Suzanna "Suze" Groeneweg (born 4 March 1875 in Strijensas – died 19 October 1940 in Barendrecht) was a Dutch politician (Social Democratic Workers' Party – SDAP). She was the first woman to be elected into the Dutch parliament.

Groeneweg was a teacher in Rotterdam. She was active in the work for people's education, and also for gender equality, although she did not participate in separate women's groups but preferred to work from within the party. She was also active within the temperance union and the pacifist movement.

Groeneweg was a member of the central committee of the social democratic party, SDAP, in 1917, when partial woman suffrage was introduced: women could be voted into office, but not vote themselves. In 1918, when the first elections after women's suffrage was held, she was elected to parliament as the first woman and sat in the chamber alongside 99 men.

As of 1 January 1920, women in the Netherlands got the right to actively vote as well (which right they could first use at the 1922 elections). Suze Groeneweg was re-elected the same year, and six other women joined her in the house of representatives.

- EXTRACTED MATERIAL
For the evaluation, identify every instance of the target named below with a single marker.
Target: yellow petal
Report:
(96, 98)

---

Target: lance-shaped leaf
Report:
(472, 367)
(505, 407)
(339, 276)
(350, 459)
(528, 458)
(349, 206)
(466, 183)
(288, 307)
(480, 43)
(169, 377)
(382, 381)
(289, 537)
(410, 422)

==

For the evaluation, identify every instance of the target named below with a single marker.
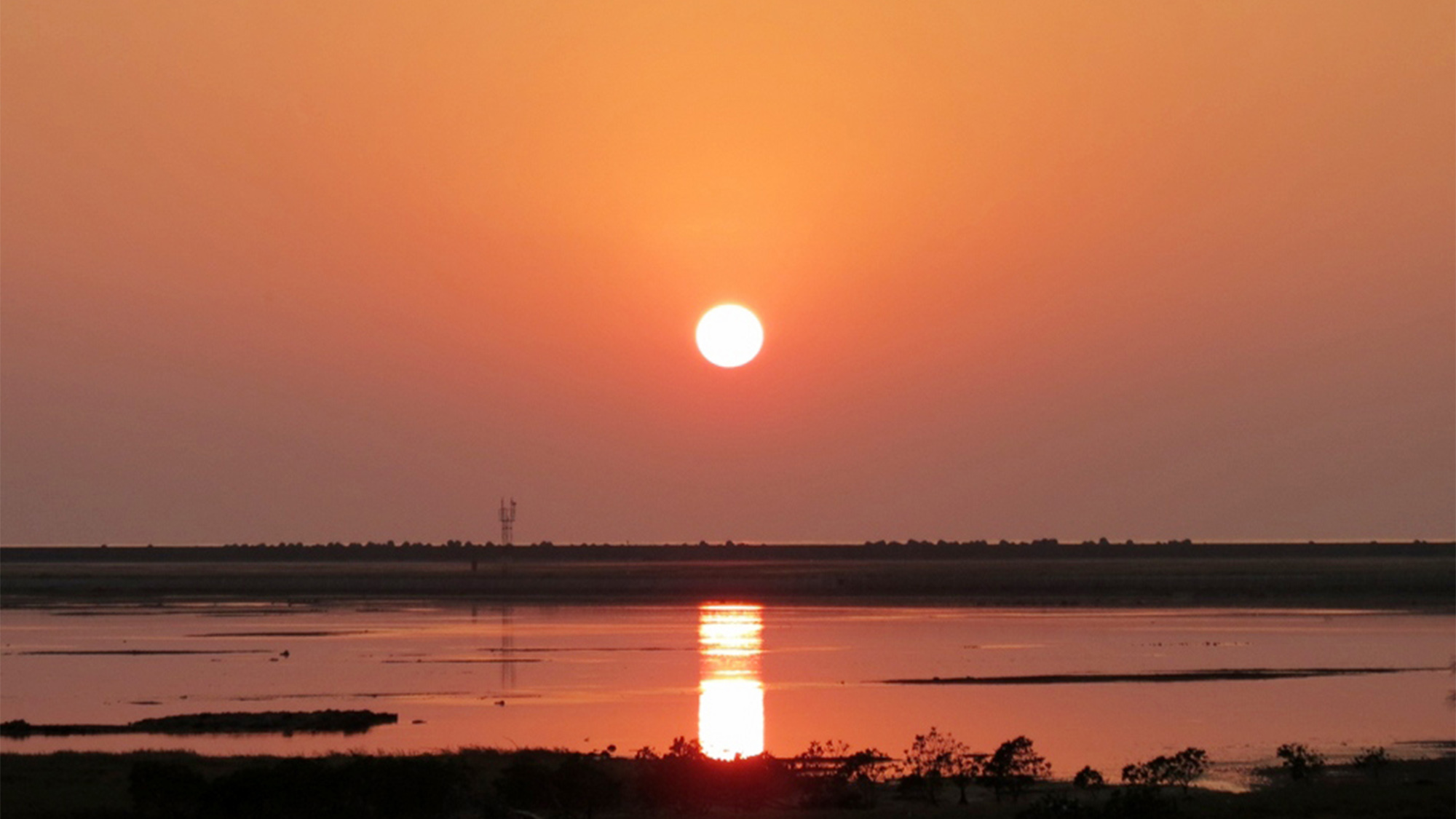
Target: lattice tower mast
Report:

- WHAT YOU WILL DO
A. List every cause or movement that the passage on Suze Groeneweg says she was active in.
B. According to the passage on Suze Groeneweg, how many men sat in the chamber alongside her after the 1918 elections?
C. Go on with the passage on Suze Groeneweg, starting after its final sentence.

- ANSWERS
A. People's education, gender equality, the temperance union, and the pacifist movement.

B. 99 men.

C.
Groeneweg stayed member of the House of Representatives of the Netherlands until June 1937. She was also member of the municipal council of Rotterdam between 1919 and 1931, and the States-Provincial of South Holland between 1919 and 1937.

Decorations 
 In 1937 she was awarded Knight of the Order of the Netherlands Lion.

See also
List of peace activists

References 

  Parlement.com biography

1875 births
1940 deaths
Dutch feminists
Dutch pacifists
Pacifist feminists
20th-century Dutch women politicians
20th-century Dutch politicians
Knights of the Order of the Netherlands Lion
Members of the House of Representatives (Netherlands)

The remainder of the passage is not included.